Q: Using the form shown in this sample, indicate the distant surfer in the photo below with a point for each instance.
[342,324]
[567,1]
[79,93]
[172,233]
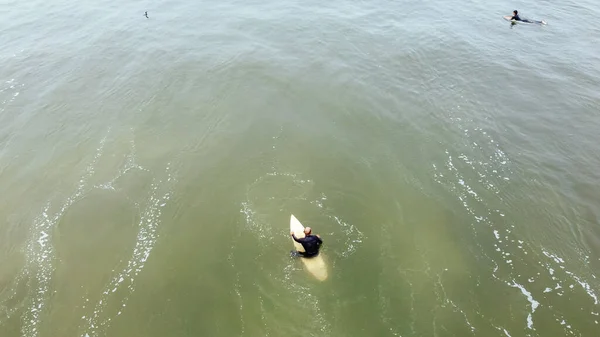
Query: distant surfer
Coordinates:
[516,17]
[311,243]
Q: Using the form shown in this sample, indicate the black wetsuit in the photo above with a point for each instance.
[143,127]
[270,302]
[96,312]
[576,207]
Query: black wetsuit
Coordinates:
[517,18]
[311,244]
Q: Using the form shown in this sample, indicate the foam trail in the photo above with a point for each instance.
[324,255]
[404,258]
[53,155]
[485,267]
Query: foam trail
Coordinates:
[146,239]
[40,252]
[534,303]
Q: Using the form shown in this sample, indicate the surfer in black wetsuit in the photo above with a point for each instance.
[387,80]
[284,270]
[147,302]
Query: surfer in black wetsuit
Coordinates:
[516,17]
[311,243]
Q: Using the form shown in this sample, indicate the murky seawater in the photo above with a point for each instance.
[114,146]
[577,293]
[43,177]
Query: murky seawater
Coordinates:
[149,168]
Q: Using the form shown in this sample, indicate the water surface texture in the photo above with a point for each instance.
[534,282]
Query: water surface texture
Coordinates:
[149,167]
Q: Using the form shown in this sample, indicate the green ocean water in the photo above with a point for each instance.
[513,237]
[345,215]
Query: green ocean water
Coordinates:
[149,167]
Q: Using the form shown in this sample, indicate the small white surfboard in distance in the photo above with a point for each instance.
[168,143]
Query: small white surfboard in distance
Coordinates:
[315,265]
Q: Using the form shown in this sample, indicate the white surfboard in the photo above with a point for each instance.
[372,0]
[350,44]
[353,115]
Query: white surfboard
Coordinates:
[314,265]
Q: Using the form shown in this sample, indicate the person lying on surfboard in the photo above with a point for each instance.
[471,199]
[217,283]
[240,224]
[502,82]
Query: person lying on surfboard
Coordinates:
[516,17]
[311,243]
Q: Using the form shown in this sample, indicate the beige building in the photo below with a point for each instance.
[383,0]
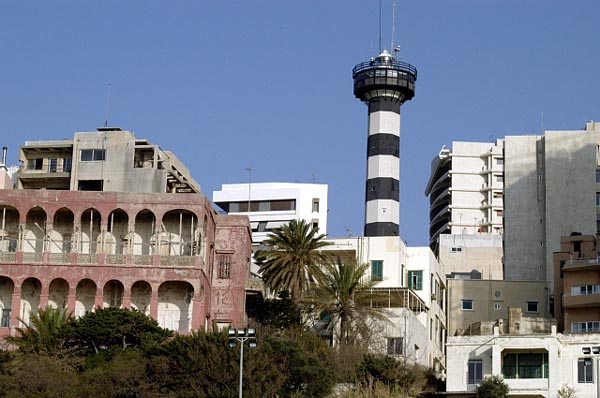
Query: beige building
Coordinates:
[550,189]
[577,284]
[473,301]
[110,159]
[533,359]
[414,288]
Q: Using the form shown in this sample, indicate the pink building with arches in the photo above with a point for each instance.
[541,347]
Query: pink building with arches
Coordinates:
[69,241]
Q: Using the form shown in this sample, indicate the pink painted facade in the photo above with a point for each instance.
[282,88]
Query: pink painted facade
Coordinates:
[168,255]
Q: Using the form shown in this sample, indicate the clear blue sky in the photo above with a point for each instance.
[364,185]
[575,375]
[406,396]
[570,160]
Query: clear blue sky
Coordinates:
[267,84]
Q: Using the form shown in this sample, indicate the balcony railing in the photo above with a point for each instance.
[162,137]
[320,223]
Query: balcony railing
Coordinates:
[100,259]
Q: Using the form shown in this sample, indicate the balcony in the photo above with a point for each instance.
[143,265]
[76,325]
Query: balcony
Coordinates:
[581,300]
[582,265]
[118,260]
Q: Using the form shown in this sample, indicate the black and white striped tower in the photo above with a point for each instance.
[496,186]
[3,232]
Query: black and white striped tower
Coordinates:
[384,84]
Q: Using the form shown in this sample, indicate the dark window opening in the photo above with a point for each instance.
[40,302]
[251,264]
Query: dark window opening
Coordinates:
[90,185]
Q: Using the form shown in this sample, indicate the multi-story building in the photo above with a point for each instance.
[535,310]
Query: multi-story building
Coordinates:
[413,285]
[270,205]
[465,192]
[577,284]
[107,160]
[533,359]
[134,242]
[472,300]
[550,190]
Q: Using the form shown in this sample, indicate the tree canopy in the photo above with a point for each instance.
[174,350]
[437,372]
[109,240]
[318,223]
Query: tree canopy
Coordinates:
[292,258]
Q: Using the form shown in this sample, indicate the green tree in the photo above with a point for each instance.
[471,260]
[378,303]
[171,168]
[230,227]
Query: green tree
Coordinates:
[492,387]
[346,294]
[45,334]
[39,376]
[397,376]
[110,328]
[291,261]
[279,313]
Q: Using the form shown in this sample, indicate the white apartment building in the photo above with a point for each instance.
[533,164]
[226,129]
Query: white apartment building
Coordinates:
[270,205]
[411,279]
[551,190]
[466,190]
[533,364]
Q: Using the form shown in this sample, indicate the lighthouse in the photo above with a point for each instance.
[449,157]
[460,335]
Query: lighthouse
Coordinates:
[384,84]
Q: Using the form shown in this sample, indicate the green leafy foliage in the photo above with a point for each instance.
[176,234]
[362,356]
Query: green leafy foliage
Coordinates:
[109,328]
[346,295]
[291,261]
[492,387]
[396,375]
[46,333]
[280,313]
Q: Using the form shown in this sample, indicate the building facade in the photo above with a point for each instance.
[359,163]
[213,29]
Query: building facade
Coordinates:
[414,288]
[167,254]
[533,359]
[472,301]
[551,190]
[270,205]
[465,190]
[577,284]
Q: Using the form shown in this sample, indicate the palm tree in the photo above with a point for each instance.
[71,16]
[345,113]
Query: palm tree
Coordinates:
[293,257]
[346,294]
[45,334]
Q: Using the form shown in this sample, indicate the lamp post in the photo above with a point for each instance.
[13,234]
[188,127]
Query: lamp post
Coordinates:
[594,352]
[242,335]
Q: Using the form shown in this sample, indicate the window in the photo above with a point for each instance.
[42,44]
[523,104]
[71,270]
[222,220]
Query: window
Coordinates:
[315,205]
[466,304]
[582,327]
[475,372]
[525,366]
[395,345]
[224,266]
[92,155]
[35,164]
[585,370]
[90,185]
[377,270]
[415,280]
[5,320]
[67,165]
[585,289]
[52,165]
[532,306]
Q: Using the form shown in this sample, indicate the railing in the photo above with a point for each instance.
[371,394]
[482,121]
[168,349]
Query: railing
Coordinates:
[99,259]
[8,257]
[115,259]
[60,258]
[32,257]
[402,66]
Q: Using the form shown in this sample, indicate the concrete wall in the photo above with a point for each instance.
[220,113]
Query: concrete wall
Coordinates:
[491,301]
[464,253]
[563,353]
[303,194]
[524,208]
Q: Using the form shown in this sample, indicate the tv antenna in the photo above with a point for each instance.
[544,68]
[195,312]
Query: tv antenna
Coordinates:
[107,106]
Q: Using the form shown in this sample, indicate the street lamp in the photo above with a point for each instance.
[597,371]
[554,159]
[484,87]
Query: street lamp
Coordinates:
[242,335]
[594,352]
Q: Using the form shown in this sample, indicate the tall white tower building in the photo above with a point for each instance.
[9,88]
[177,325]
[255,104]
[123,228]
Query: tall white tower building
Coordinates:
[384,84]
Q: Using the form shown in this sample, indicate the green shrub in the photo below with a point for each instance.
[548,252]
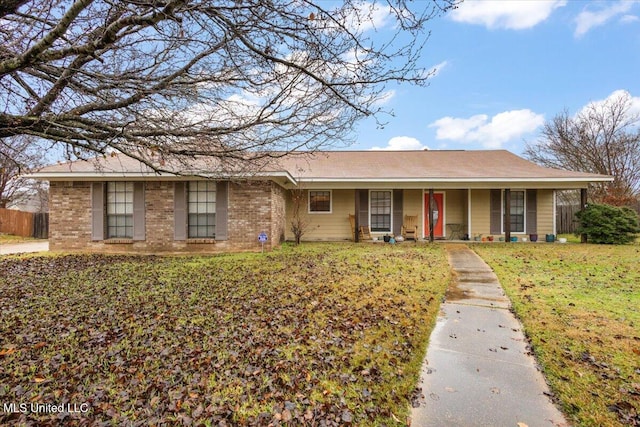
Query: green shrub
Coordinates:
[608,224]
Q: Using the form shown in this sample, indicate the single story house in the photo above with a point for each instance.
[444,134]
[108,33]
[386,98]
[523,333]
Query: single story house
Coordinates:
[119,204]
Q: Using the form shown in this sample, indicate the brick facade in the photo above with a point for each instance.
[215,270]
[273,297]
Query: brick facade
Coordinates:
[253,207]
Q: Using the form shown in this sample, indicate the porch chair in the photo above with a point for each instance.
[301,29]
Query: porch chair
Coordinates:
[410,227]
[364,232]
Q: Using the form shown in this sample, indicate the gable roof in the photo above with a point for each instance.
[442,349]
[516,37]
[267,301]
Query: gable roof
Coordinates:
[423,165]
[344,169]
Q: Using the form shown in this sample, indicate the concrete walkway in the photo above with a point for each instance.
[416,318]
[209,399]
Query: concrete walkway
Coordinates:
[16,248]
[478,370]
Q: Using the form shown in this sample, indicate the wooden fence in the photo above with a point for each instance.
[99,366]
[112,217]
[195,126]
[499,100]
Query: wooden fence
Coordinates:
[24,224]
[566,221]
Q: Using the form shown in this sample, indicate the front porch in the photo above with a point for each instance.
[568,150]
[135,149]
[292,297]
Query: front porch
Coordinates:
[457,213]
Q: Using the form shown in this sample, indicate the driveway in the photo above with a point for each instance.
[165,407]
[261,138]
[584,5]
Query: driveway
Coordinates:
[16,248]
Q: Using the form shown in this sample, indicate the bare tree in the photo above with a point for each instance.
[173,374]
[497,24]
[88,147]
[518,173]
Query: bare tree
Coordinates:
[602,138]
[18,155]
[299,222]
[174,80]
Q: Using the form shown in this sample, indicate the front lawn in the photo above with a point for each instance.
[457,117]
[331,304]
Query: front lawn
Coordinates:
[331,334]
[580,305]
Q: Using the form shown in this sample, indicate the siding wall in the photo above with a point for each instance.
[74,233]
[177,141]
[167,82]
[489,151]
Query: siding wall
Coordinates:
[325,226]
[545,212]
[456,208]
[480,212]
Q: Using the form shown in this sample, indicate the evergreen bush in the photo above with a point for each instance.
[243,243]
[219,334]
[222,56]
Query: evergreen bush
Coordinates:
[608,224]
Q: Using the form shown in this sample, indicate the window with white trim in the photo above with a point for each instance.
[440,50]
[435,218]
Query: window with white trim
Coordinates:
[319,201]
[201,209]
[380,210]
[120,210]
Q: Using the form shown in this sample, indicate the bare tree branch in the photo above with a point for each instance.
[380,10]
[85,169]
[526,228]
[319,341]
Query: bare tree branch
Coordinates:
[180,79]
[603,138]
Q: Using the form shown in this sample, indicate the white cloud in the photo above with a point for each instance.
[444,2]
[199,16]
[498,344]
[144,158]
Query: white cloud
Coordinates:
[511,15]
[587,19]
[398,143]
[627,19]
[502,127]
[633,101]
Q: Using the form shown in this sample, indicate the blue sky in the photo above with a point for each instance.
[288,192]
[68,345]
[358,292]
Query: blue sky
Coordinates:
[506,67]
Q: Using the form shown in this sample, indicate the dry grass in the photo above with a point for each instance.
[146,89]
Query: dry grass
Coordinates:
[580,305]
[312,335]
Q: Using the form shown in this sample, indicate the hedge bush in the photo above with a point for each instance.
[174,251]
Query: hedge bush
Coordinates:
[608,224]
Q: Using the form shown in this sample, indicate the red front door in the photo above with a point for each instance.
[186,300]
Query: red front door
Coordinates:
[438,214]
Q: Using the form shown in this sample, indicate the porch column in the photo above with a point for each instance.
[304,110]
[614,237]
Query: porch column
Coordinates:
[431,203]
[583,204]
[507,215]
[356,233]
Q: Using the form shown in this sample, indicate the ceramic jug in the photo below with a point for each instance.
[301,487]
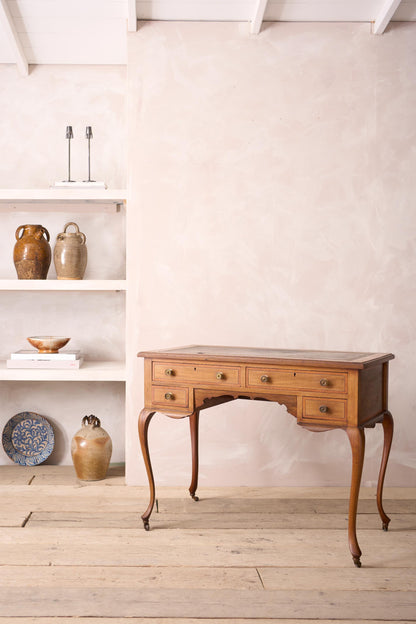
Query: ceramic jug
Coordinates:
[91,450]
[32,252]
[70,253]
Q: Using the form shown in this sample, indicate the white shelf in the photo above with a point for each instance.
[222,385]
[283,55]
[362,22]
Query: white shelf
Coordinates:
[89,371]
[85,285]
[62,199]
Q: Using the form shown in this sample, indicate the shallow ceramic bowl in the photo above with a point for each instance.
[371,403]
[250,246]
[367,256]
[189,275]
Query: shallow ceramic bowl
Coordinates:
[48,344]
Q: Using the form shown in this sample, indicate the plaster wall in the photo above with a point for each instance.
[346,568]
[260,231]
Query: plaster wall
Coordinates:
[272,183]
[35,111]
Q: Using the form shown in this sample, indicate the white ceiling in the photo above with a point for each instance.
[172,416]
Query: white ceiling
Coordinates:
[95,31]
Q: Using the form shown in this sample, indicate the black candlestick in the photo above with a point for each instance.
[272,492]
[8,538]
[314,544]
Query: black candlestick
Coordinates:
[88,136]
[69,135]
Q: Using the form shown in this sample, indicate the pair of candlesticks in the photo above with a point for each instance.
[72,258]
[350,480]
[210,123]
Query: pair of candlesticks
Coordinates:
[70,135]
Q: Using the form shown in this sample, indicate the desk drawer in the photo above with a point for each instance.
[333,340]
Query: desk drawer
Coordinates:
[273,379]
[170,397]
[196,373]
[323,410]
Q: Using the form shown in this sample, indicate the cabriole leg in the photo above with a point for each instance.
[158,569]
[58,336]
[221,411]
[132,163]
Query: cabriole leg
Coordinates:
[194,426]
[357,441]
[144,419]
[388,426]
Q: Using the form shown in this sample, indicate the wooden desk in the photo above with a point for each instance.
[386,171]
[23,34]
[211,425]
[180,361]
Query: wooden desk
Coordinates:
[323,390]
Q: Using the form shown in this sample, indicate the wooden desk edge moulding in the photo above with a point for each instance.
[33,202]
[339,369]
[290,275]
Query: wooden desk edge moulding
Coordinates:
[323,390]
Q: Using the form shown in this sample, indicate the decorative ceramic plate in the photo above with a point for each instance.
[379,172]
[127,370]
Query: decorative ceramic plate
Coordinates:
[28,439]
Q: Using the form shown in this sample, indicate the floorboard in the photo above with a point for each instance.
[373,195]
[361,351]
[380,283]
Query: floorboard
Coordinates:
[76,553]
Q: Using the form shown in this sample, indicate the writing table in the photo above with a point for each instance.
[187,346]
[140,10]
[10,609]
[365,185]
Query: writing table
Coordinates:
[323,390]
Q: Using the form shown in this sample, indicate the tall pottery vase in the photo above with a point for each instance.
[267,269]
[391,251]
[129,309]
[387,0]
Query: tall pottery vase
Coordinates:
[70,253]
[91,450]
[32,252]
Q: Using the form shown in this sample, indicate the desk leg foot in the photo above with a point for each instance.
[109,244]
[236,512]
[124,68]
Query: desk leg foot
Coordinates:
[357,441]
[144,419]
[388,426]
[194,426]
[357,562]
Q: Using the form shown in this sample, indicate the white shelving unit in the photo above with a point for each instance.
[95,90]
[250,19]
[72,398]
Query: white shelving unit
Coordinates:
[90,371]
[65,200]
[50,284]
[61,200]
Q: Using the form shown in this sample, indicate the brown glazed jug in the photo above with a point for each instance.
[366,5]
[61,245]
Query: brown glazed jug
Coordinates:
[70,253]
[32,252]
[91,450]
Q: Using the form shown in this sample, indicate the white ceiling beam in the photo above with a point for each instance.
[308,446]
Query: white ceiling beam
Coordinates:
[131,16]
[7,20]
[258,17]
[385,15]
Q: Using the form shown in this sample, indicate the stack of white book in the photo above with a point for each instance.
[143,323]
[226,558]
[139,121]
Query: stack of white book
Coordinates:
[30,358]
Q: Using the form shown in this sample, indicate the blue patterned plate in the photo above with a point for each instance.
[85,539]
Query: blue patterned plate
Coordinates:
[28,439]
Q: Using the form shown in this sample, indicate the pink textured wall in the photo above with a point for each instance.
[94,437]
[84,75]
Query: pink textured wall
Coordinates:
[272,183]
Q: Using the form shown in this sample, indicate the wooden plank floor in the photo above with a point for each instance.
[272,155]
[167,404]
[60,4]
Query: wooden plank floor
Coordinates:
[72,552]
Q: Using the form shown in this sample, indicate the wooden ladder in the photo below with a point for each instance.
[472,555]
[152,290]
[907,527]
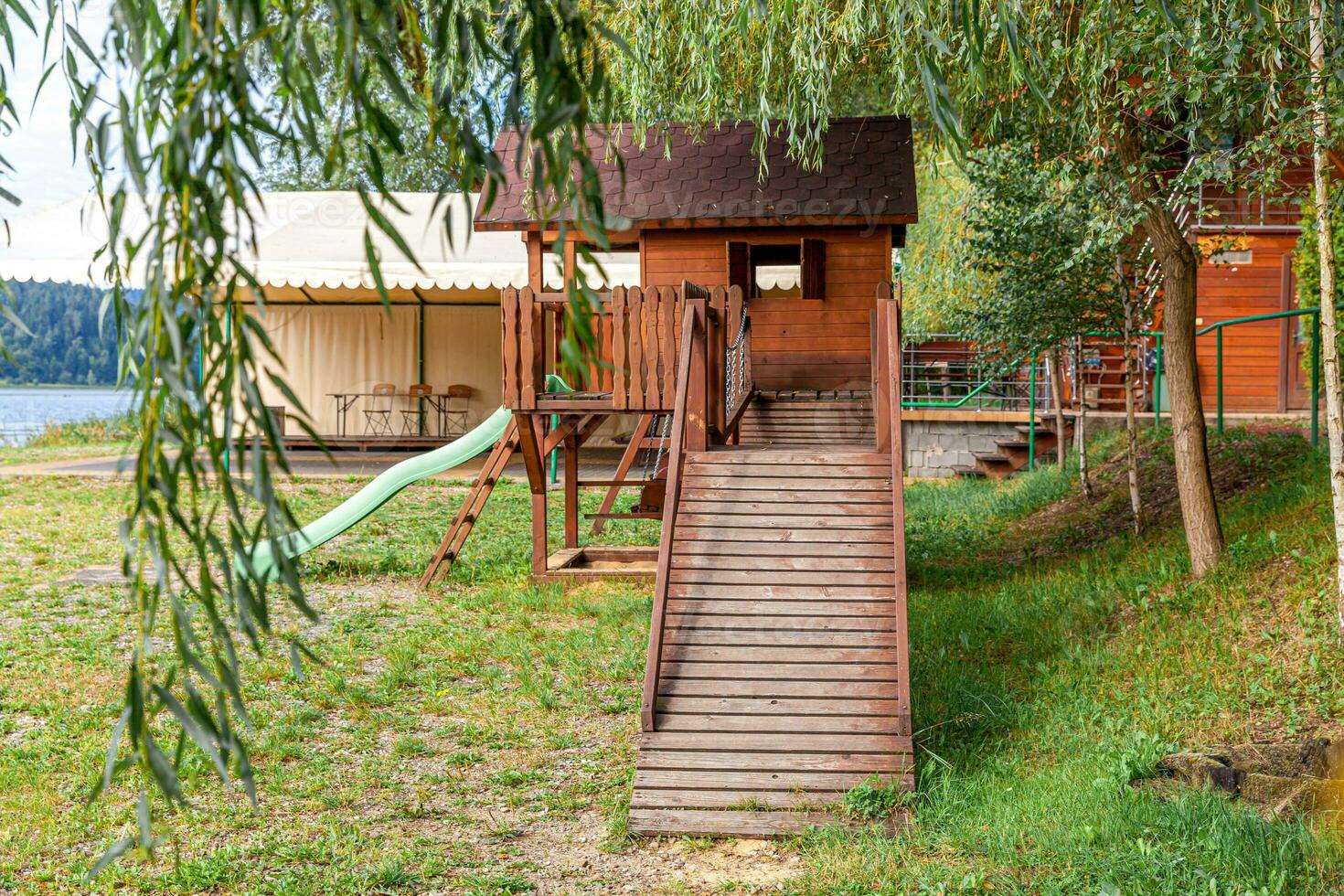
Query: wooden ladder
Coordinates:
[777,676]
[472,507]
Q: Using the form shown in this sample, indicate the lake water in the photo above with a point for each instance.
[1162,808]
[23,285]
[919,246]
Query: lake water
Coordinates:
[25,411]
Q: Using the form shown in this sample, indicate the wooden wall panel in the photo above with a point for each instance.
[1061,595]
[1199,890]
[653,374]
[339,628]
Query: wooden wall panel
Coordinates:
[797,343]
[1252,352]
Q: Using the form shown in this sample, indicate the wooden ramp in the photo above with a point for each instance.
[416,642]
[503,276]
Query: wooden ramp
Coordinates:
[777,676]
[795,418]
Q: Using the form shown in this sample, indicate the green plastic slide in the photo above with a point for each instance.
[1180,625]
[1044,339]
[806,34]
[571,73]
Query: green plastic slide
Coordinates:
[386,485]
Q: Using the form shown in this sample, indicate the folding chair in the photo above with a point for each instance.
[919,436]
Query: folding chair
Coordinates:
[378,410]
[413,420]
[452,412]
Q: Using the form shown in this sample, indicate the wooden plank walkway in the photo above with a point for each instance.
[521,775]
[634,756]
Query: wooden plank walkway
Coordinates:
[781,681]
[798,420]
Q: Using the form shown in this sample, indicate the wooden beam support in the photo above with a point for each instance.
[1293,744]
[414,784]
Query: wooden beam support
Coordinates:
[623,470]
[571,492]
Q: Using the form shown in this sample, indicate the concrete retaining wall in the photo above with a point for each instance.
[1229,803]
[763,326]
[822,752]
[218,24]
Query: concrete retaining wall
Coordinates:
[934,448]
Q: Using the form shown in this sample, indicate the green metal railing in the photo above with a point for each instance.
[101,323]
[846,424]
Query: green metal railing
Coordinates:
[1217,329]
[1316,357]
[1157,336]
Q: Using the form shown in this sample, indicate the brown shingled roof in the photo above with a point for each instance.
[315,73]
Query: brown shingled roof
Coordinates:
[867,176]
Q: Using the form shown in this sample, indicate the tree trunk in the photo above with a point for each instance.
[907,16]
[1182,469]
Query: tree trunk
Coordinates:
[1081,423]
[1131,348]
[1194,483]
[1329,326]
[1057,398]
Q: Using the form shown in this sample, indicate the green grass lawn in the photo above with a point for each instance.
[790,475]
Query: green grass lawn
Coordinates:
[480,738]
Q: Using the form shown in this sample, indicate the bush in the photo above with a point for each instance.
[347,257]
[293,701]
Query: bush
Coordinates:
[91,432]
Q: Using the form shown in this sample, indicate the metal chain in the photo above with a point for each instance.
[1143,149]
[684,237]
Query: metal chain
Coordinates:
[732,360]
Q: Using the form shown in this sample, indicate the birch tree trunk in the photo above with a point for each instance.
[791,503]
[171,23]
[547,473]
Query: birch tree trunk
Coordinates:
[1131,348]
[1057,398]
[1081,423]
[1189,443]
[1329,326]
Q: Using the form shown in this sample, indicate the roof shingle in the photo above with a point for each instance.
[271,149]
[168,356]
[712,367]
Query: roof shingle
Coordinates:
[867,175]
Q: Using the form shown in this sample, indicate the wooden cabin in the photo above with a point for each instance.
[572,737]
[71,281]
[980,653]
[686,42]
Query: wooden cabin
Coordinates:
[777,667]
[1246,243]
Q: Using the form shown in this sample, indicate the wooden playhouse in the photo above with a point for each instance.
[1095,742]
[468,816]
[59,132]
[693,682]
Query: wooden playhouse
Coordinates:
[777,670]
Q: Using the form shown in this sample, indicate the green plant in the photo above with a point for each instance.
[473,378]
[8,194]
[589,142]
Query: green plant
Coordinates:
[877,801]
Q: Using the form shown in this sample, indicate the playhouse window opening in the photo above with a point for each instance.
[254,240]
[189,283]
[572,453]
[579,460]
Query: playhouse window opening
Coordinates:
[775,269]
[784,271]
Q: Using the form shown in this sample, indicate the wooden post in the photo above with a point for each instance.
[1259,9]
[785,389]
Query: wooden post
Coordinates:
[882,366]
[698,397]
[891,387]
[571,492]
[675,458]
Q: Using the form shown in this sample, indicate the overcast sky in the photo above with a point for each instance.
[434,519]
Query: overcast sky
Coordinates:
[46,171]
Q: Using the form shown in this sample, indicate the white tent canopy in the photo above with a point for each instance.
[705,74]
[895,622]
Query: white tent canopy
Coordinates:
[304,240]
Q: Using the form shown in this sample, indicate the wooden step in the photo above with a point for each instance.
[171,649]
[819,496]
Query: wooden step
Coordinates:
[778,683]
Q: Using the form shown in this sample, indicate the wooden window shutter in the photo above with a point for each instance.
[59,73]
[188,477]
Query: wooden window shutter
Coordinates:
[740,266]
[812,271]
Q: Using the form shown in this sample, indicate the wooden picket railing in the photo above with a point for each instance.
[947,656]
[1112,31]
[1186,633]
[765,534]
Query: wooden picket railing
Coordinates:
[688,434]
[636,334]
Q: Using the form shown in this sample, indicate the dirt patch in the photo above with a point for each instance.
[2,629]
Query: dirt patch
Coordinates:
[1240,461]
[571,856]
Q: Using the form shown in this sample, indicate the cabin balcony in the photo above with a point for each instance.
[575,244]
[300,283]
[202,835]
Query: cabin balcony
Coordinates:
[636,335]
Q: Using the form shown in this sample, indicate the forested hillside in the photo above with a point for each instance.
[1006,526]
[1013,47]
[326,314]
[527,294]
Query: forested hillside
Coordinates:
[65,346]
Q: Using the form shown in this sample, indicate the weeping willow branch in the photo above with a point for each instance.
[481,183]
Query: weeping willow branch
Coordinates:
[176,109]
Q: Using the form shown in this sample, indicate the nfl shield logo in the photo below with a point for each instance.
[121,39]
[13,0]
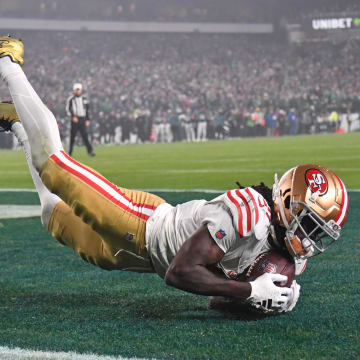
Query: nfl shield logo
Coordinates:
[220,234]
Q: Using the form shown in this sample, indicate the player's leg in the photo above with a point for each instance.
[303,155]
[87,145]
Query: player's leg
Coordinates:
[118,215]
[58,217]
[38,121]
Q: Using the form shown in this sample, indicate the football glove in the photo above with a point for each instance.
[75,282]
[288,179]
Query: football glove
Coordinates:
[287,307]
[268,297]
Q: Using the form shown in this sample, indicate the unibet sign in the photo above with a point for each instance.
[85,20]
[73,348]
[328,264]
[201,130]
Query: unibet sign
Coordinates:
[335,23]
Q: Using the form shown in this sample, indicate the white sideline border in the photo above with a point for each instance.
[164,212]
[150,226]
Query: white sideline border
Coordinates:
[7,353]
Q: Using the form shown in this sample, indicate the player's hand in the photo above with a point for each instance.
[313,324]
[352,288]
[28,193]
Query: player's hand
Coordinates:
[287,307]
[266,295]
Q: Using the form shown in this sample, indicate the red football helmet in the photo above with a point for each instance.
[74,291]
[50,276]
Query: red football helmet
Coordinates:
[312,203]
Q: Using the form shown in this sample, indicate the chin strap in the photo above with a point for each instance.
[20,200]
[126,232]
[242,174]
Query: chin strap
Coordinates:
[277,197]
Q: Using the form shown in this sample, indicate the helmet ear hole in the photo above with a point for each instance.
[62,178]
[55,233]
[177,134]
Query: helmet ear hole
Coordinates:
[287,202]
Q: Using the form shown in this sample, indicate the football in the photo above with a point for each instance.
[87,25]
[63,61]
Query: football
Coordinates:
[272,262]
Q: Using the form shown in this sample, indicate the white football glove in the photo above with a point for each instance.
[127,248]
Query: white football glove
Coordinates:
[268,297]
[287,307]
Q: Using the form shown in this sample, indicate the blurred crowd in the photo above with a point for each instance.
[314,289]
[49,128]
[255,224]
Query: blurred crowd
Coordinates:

● Action item: Copy out the lines above exactly, beginning at the one that contains "Query: birch tree trunk" and ending at the one that contains "Query: wooden playhouse".

● Result:
Query: birch tree trunk
Coordinates:
[1131,348]
[1057,398]
[1081,423]
[1189,443]
[1329,326]
Q: Using the form shown in this sample, indicate the roof shingle in the photo above with a point for each instance.
[271,149]
[168,356]
[712,367]
Query: roof shingle
Coordinates:
[867,175]
Q: Using the form shown in this sample, indicate the wooden cabin in the photo above with a point for each instance.
[572,737]
[71,281]
[980,653]
[686,42]
Query: wooden cabin
Coordinates:
[777,667]
[1246,243]
Q: Using the form shown in this sample, indicate the wooden playhouse in the photo above with a point for each instance.
[1095,742]
[468,816]
[59,132]
[693,682]
Query: wooden playhouse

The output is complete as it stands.